Coordinate annotation entries:
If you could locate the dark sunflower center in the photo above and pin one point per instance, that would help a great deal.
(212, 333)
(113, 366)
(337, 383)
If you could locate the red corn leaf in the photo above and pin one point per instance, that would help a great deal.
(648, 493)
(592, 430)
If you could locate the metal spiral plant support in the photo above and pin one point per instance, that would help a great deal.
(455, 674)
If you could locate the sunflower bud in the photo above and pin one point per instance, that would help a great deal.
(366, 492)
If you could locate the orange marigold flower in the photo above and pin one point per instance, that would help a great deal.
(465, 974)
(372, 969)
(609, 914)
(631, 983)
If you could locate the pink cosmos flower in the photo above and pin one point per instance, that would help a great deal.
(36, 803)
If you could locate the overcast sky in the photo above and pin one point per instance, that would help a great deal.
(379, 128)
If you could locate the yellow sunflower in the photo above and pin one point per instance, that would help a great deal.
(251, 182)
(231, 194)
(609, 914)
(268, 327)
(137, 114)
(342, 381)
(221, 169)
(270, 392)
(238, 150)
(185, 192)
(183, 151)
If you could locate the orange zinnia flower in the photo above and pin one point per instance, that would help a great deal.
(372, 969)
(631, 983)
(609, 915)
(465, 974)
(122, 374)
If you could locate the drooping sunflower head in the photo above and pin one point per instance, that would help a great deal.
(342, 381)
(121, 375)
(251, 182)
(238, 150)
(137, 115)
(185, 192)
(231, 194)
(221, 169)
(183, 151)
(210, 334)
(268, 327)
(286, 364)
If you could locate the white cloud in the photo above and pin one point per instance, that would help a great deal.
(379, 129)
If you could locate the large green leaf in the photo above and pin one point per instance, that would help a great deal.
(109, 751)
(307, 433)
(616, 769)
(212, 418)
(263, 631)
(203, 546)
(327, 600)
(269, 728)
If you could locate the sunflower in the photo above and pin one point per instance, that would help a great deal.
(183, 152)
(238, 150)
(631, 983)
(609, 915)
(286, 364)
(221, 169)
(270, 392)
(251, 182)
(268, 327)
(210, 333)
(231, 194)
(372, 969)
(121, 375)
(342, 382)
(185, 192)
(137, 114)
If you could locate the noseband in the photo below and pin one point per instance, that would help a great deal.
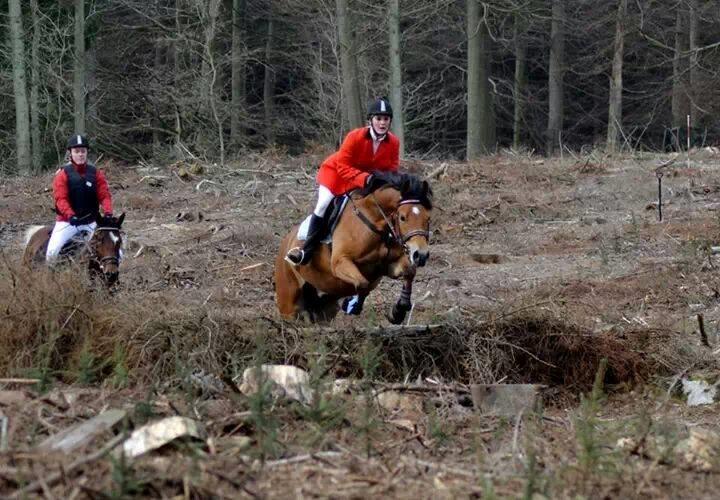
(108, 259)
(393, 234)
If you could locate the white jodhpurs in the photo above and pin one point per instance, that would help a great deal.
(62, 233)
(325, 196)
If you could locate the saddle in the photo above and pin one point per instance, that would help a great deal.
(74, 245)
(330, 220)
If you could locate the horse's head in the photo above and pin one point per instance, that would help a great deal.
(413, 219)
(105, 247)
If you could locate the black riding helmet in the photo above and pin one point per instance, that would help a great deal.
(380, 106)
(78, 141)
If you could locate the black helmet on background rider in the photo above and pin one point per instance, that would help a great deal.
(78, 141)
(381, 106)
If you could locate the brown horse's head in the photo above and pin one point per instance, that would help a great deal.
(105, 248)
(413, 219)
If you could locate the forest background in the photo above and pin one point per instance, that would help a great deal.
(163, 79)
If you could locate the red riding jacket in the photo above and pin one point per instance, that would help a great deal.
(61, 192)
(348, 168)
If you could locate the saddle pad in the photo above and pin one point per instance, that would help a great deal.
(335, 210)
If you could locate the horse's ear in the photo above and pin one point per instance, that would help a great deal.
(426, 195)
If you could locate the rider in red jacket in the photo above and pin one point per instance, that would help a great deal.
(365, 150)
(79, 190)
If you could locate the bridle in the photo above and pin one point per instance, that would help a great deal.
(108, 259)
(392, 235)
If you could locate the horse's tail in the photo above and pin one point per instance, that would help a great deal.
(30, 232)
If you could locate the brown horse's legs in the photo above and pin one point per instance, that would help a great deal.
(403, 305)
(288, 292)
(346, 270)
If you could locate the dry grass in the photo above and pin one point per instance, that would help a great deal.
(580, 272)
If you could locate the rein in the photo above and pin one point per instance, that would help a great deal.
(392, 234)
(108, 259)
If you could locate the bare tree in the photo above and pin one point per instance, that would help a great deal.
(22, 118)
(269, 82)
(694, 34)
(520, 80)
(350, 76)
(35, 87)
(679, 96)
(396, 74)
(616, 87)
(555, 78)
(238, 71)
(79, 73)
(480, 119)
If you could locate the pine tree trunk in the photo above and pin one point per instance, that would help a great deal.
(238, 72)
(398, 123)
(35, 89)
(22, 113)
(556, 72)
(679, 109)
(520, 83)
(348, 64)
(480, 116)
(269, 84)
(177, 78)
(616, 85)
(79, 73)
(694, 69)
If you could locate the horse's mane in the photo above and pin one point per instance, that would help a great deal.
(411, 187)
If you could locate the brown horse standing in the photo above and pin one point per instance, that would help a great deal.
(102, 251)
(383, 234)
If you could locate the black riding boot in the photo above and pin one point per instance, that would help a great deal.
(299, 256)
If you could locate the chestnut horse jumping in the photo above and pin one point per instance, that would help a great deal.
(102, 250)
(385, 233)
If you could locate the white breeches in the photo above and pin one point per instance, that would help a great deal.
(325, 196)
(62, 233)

▶ Task details
Arrange the listing above as a two-column CSV headed label_text and points, with one row for each line asking for points: that line goes in label_text and all of its coordinates go in points, each as one quoted field with line breaks turned into spaces. Leave the pictures out of your answer.

▶ The result
label_text,points
"If you could locate the dark sunflower center in the photo above and pin one point per instance, that would help a great deal.","(212, 333) (113, 366) (337, 383)"
"If you could locate the red corn leaf in the photo above and pin one point per instance, that would help a great deal.","(648, 493) (592, 430)"
"If you could locate the metal spiral plant support in the photo above and pin one point per instance, that would help a great deal.","(455, 674)"
"If you could locate the sunflower bud in the photo above and pin one point per instance, that would help a great deal.","(366, 492)"
"If you could locate the orange marigold flower in the photo above and pin one point per instance, that would help a great deal.","(465, 974) (372, 969) (609, 914) (631, 983)"
"If you could locate the pink cosmos flower in the photo above and pin one point per instance, that would help a great deal.","(36, 803)"
"If you could locate the overcast sky in the photo above and pin one point per instance, that would help a great deal.","(379, 128)"
"If you could locate the yellow sunflower in the photo above and pin one point per instance, that would help a great deal.","(251, 182) (231, 194) (609, 914) (268, 327) (137, 114) (342, 381) (221, 169) (270, 392) (238, 150) (185, 192) (183, 151)"
"If you could locate the orange zinnia flower in the photo above and pin one point per instance, that would help a great deal.","(372, 969) (631, 983) (609, 915) (465, 974) (122, 374)"
"If you could locate the drooping sunflower head in the photo above and pin one point per instance, that would help a great deal.","(342, 381) (121, 375) (251, 182) (238, 150) (137, 115) (185, 192) (231, 194) (221, 169) (183, 151) (210, 334) (268, 327) (286, 364)"
"If you could locate the white cloud in the photo above and pin one point per instance, that would help a great deal.","(379, 129)"
"If you could locate the large green leaf in the photo above and pin one point per instance, that would help a great deal.","(109, 751) (307, 433) (616, 769) (212, 418) (263, 631) (203, 546) (327, 600) (269, 728)"
"If you could locate the sunflower in the photo above and pin one point per instance, that would help a great deal.","(183, 152) (238, 150) (631, 983) (609, 915) (286, 364) (221, 169) (270, 392) (251, 182) (268, 327) (210, 333) (231, 194) (372, 969) (121, 375) (342, 382) (185, 192) (137, 114)"
"If you could locate the noseband in the photo below and pin one point per instance, that would help a great deal.","(108, 259) (393, 234)"
"If you could locate the white jodhpurs in the photo above and pin one point per instance, that would help a great deal.","(62, 233) (325, 196)"
"If you could locate the saddle in the photo above and pin one point per instance, that would help a great deal.","(74, 245) (330, 220)"
"If you could locate the horse's head in the photo above and pin one point per instance, that would help a great deal.","(413, 219) (105, 247)"
"If you could locate the black riding helmet in the photo above and pin one point per instance, that would help a great deal.","(380, 106) (78, 141)"
"If you could locate the black helmet on background rider in the photo above and pin one point per instance, that would help a great deal.","(78, 141) (381, 106)"
"If you could locate the brown horse's head in the photo above and pin one point per instance, that would help a great deal.","(105, 248) (413, 219)"
"If you could locate the forest background in the photo above and pin one point per instance, that would help a great deal.","(163, 79)"
"If you could locate the red riding jacket in the photo above and pin one point per instance, that would help a great deal.","(61, 192) (348, 168)"
"If you could locate the saddle pad in the photo above and pin one point per instance, that would help a great deal.","(335, 210)"
"If you could locate the horse's ear in the photo above and pin one point per instance, that would help a great deal.","(426, 195)"
"If you could locate the rider in red jacket in the photo above and pin one point per instance, that would help a great deal.","(365, 150) (79, 190)"
"If you could locate the bridle in the photo above and pin one point per instance, that would help a great deal.","(108, 259) (392, 235)"
"If you could locate the horse's tail in the photo above and pin one point per instance, that would help a great deal.","(30, 232)"
"If you could locate the brown horse's legs in the photo above and pin one point per instance, that would help a great deal.","(403, 305) (288, 292) (346, 270)"
"If you could locate the dry grass in the photo above and pin one point per instance, that would help a great deal.","(580, 272)"
"If you could locate the rein in the photo above and pin one point per instance, that would help a great deal.","(392, 234) (108, 259)"
"If you could locate the bare tree in the photo above and pin one point per instance, that would help a great deal.","(22, 118) (269, 82) (694, 34) (520, 80) (350, 76) (35, 87) (679, 96) (396, 74) (616, 87) (555, 78) (238, 71) (79, 73) (480, 119)"
"If you could locate the pine tree trunk in the photo above and pin one point per instance, that would help a great deal.","(238, 72) (398, 123) (35, 89) (22, 113) (556, 72) (679, 109) (520, 83) (348, 64) (480, 116) (269, 84) (177, 78) (616, 85) (79, 73) (694, 69)"
"If you could locate the horse's mane in the photo above and pin one point per instance, that would help a great deal.","(411, 187)"
"If you could locate the brown horse standing in the photo above and pin one point per instance, that would help a great deal.","(102, 251) (383, 234)"
"If you could locate the black riding boot in the photo above and pin one point per instance, that would help a great deal.","(299, 256)"
"If you could locate the chestnut horse jumping in the photo above and pin one point per instance, that would help a great deal.","(102, 250) (385, 233)"
"If you could locate the white breeches in the photo above and pin one point per instance, that would help a great deal.","(325, 196) (62, 233)"